┌─ Exercise material

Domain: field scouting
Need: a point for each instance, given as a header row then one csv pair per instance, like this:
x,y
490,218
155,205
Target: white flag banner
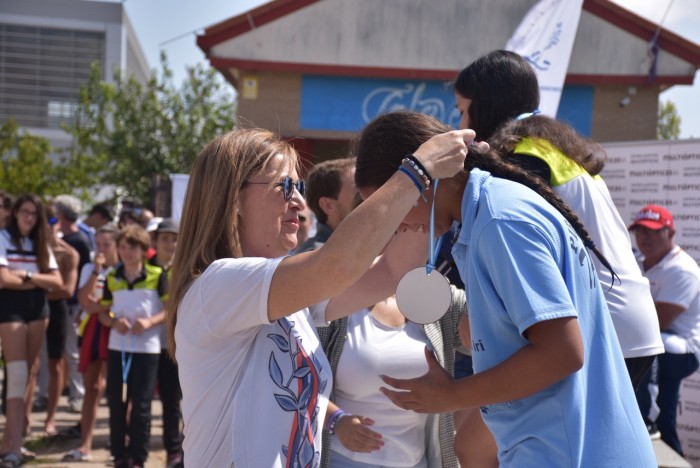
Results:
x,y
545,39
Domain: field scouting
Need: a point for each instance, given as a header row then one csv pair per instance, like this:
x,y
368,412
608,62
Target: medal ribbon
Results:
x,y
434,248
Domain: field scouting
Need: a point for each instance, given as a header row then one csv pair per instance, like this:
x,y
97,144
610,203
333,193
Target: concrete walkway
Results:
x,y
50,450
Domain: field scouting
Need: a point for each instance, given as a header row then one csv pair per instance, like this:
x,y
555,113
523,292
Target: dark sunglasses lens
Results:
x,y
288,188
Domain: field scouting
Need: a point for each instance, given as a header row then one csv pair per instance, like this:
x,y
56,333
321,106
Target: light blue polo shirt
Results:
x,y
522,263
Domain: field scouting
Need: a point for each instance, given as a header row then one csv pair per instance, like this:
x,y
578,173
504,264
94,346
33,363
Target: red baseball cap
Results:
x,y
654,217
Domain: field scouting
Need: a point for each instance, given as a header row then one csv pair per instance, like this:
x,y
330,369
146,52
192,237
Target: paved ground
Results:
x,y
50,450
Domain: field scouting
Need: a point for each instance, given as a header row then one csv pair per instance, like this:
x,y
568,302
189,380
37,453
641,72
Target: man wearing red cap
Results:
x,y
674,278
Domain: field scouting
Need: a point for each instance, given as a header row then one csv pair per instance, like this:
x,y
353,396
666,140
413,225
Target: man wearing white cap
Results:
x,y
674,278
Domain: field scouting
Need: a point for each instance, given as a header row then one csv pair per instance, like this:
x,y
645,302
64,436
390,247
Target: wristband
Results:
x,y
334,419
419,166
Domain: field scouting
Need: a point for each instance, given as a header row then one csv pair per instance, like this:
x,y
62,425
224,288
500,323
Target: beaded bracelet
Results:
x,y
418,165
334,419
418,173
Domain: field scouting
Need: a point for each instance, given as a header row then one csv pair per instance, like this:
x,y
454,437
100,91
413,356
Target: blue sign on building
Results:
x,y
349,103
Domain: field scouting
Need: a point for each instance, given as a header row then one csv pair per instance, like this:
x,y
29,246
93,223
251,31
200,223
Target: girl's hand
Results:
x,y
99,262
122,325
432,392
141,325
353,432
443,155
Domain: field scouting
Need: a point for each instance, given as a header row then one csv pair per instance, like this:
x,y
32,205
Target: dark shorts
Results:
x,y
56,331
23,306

└─

# The task
Go through the records above line by line and say how many lines include "wearing", giving only that number.

# Expected output
2